_EXTRAIT FOURNI_
- - - - - - -

C’est à se demander si les Don Quichotte ne sont pas les acteurs culturels, qui enfourchent leur cheval, montant parfois sur les plus grands, au service de causes promues par les gouvernements de toutes les démocraties occidentales ? Les causes sont peut-être bonnes… mais elles font oublier que le premier devoir vis-à-vis du pouvoir quel qu’il soit, est une saine méfiance (il devrait en aller de même à propos des “philanthropes” aux moyens illimités)…
La pièce est très physique, très bien emmenée par deux comédiens à la hauteur d’un style vigoureux : Philippe Résimont et Othmane Moumen ; je lui reprocherais seulement de ressembler à un collage dans lequel l’auteur aurait placé Greta Thunberg, les Femen, les expressions toutes faites de Sancho ainsi qu’une référence à Elephant man, autre pièce d’Anne Sylvain dans laquelle a joué Othmane Moumen et qui semble un peu plaqué sur l’ensemble.
En interview, Anne Sylvain ne fait pas mystère de son admiration pour Greta – profond – Thunberg ou pour les FEMEN, qui sont évoquées sur la scène. Mais sortant de la bouche d’un personnage dérangé, on sait ce que vaut leur éloge et cette ambiguïté joue en faveur de la pièce, que l’auteur a eu l’intelligence de ne pas vouloir démonstrative.
Il est peut-être aussi un peu frustrant que rien ne soit déclenché quand un des deux personnages demande « Ne sommes-nous pas dans un théâtre ? », d’autant qu’Anne Sylvain s’était fait intervenir de manière espiègle au tout début de la pièce. « Nous sommes tous des Don Quichotte. » est le message explicite de la pièce. Difficile, en effet, de ne pas s’identifier au chevalier de la triste figure même si sa folie infatigable évoque un sort peu enviable : il aime une femme imaginaire, combat des ennemis imaginaires… La phrase « Nous sommes tous des Don Quichotte » peut être interprétée comme un encouragement à ne pas nous contenter du réel imposé ; ou comme une critique : nous luttons contre des ennemis imaginaires (« Nous sommes en guerre ») faute de les nommer ou de les identifier correctement ; de plus les moulins à vent existent, ils brassent beaucoup d’air et pompent notre énergie, Don Quichotte voit en eux des géants malveillants. Tout fou qu’il est, il n’a peut-être pas tort.

- - - - - - -

_LISTE DES LIGNES_
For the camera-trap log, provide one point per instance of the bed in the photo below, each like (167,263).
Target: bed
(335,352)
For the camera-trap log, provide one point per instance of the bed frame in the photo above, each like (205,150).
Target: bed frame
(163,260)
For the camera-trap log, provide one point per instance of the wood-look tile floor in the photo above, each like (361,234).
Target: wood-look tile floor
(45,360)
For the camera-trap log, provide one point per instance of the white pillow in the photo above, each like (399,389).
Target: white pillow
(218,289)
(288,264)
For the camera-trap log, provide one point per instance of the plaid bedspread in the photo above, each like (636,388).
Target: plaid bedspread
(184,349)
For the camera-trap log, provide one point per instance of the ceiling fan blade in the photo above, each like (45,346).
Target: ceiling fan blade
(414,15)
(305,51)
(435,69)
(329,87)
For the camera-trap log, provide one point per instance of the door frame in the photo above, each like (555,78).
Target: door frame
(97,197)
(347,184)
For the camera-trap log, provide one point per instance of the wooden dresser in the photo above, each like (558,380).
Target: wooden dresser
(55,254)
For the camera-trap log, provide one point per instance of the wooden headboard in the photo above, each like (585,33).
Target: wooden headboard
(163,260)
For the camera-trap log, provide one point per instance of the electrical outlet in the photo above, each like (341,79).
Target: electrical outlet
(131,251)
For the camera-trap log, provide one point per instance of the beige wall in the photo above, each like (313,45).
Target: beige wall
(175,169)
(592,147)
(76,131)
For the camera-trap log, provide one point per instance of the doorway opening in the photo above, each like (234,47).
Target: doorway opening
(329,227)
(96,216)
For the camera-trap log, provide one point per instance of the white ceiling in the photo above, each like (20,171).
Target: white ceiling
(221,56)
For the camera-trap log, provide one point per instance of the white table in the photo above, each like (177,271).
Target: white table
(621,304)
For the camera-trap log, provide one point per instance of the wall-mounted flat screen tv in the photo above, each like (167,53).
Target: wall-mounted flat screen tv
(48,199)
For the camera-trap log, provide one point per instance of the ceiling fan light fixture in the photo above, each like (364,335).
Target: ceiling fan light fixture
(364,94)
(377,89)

- - - - - - -

_CONSIGNES_
1/ Répondez aux questions suivantes sur la critique de la pièce :
(a) Quels sont les deux comédiens qui jouent dans la pièce ?
(b) Quelle autre pièce d'Anne Sylvain, dans laquelle a joué Othmane Moumen, est évoquée ?
(c) Quel est le message explicite de la pièce ?
2/ Recopiez fidèlement le passage de la critique de la pièce qui commence aux mots « En interview, Anne » et se termine aux mots « pas vouloir démonstrative. ».
3/ Rédigez la suite de la critique de la pièce, en reprenant après sa dernière phrase.

_RÉPONSES AUX EXERCICES_
1/
(a) Philippe Résimont et Othmane Moumen.
(b) Elephant man.
(c) « Nous sommes tous des Don Quichotte. »

2/
En interview, Anne Sylvain ne fait pas mystère de son admiration pour Greta – profond – Thunberg ou pour les FEMEN, qui sont évoquées sur la scène. Mais sortant de la bouche d’un personnage dérangé, on sait ce que vaut leur éloge et cette ambiguïté joue en faveur de la pièce, que l’auteur a eu l’intelligence de ne pas vouloir démonstrative.

3/
Don Quichotte est donc à la fois pour Anne Sylvain un exemple d’égarement (un personnage emprisonné dans une vision livresque des choses) et un modèle. Faut-il y voir une erreur de lecture, une contradiction ? Ou au contraire une leçon volontaire ou non : le modèle à suivre, ce serait l’égarement ?
Le plaisir du texte ne nous oblige pas à choisir.
Et c’en est tout le mérite.
Ludovic Joubert
Site de l’auteur: https://xyloglosse.net/
- Avec notamment l’annulation, en vertu de la Loi Pandémie, du consentement libre et éclairé, il n’y a plus un aspect de notre vie, jusqu’à notre intégrité physique, qui ne soit sous le contrôle de l’État omnipotent, centralisé.